● What to produce:
Please lay out every line of the items below as a JSON list of strings, one string per line, with blank lines dropped and the pictures left out.

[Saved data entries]

== Segment start ==

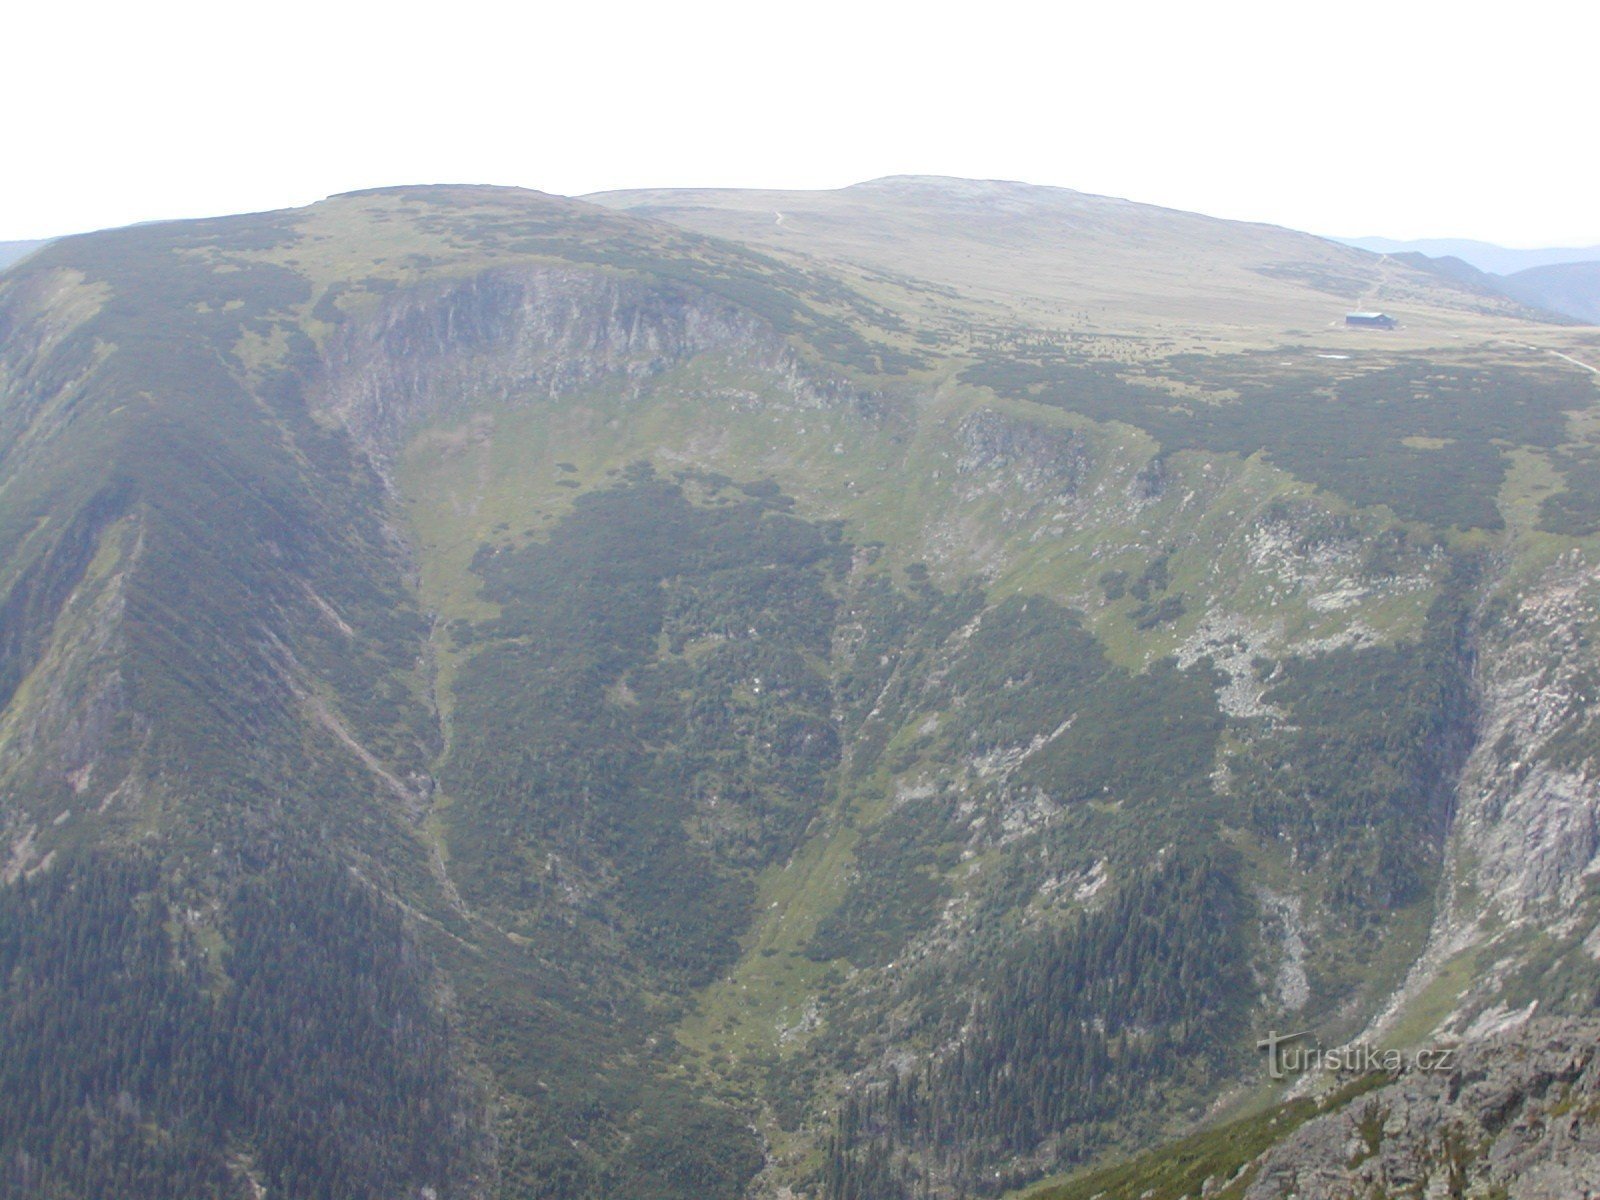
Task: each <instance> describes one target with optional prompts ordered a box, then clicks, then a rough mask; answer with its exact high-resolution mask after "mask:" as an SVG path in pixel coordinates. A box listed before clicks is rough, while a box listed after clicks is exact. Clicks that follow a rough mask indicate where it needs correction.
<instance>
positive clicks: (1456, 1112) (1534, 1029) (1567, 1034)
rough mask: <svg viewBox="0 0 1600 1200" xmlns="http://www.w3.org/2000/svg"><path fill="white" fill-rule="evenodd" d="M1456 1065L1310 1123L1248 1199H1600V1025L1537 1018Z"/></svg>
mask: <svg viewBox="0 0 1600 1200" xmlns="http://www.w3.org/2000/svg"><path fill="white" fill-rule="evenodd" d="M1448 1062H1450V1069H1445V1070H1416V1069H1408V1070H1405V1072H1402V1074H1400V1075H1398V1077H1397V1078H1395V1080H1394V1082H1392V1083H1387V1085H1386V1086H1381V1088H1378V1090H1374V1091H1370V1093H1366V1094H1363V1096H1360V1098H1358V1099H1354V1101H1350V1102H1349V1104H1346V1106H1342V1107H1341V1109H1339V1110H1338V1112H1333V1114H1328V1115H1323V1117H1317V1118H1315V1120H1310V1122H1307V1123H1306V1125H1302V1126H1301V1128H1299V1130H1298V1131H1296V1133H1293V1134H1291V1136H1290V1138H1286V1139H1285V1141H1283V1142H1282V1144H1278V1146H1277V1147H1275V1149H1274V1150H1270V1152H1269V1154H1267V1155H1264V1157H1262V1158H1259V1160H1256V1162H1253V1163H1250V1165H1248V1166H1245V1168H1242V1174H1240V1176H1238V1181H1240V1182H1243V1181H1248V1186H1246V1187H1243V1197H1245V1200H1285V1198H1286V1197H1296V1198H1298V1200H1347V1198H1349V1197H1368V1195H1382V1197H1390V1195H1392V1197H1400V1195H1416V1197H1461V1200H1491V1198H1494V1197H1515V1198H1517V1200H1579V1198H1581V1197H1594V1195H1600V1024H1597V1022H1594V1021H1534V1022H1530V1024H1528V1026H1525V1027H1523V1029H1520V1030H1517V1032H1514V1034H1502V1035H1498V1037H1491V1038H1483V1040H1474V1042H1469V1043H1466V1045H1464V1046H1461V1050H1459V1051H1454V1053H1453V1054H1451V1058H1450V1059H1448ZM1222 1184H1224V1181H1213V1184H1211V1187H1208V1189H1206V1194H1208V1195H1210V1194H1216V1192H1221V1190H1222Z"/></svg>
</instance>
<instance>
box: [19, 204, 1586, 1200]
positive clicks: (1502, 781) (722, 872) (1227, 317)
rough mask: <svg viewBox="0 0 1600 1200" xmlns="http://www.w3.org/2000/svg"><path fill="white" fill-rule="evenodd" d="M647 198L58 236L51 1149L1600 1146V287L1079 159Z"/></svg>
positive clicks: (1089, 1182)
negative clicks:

== Segment end ==

● Answer for the task:
[
  "Task: each <instance> describes one target with optional prompts ordered a box, then clicks, then a rough mask; answer with its exact high-resolution mask after \"mask:\" as an SVG path in pixel coordinates. A box listed before clicks is rough, while a box listed after clicks is exact. Clicks that follow a rough mask indicate where it needs correction.",
  "<instance>",
  "positive clicks: (1456, 1112) (1534, 1029) (1567, 1034)",
  "rough mask: <svg viewBox=\"0 0 1600 1200\" xmlns=\"http://www.w3.org/2000/svg\"><path fill=\"white\" fill-rule=\"evenodd\" d=\"M1456 1065L1310 1123L1248 1199H1600V1025L1537 1018Z\"/></svg>",
  "mask: <svg viewBox=\"0 0 1600 1200\" xmlns=\"http://www.w3.org/2000/svg\"><path fill=\"white\" fill-rule=\"evenodd\" d=\"M1448 1062H1450V1069H1445V1070H1416V1069H1408V1070H1405V1072H1402V1074H1400V1075H1398V1077H1397V1078H1395V1080H1394V1082H1392V1083H1387V1085H1386V1086H1381V1088H1378V1090H1374V1091H1370V1093H1366V1094H1363V1096H1360V1098H1358V1099H1354V1101H1350V1102H1349V1104H1346V1106H1342V1107H1341V1109H1339V1110H1338V1112H1333V1114H1328V1115H1323V1117H1317V1118H1315V1120H1310V1122H1307V1123H1306V1125H1302V1126H1301V1128H1299V1130H1298V1131H1296V1133H1293V1134H1291V1136H1290V1138H1286V1139H1285V1141H1283V1142H1282V1144H1278V1146H1277V1147H1275V1149H1274V1150H1270V1152H1269V1154H1267V1155H1264V1157H1262V1158H1259V1160H1256V1162H1253V1163H1250V1165H1248V1166H1245V1168H1242V1174H1240V1176H1238V1181H1240V1182H1243V1181H1248V1186H1246V1187H1243V1197H1245V1200H1285V1198H1286V1197H1296V1198H1298V1200H1347V1198H1349V1197H1368V1195H1382V1197H1390V1195H1392V1197H1400V1195H1416V1197H1461V1200H1491V1198H1494V1197H1515V1198H1517V1200H1579V1198H1581V1197H1594V1195H1600V1024H1597V1022H1594V1021H1534V1022H1530V1024H1528V1026H1525V1027H1523V1029H1520V1030H1517V1032H1514V1034H1502V1035H1498V1037H1491V1038H1483V1040H1474V1042H1469V1043H1466V1045H1464V1046H1461V1050H1459V1051H1454V1053H1453V1054H1451V1058H1450V1059H1448ZM1222 1184H1224V1181H1213V1184H1211V1187H1208V1189H1206V1194H1208V1195H1210V1194H1216V1192H1221V1190H1222Z\"/></svg>",
  "</instance>",
  "<instance>",
  "box: [19, 204, 1586, 1200]",
  "positive clicks: (1502, 781) (722, 872) (1227, 317)",
  "rough mask: <svg viewBox=\"0 0 1600 1200\" xmlns=\"http://www.w3.org/2000/svg\"><path fill=\"white\" fill-rule=\"evenodd\" d=\"M647 198L58 236L51 1149L1600 1146V287L1079 159Z\"/></svg>",
  "positive clicks: (1089, 1182)",
  "negative clicks:"
]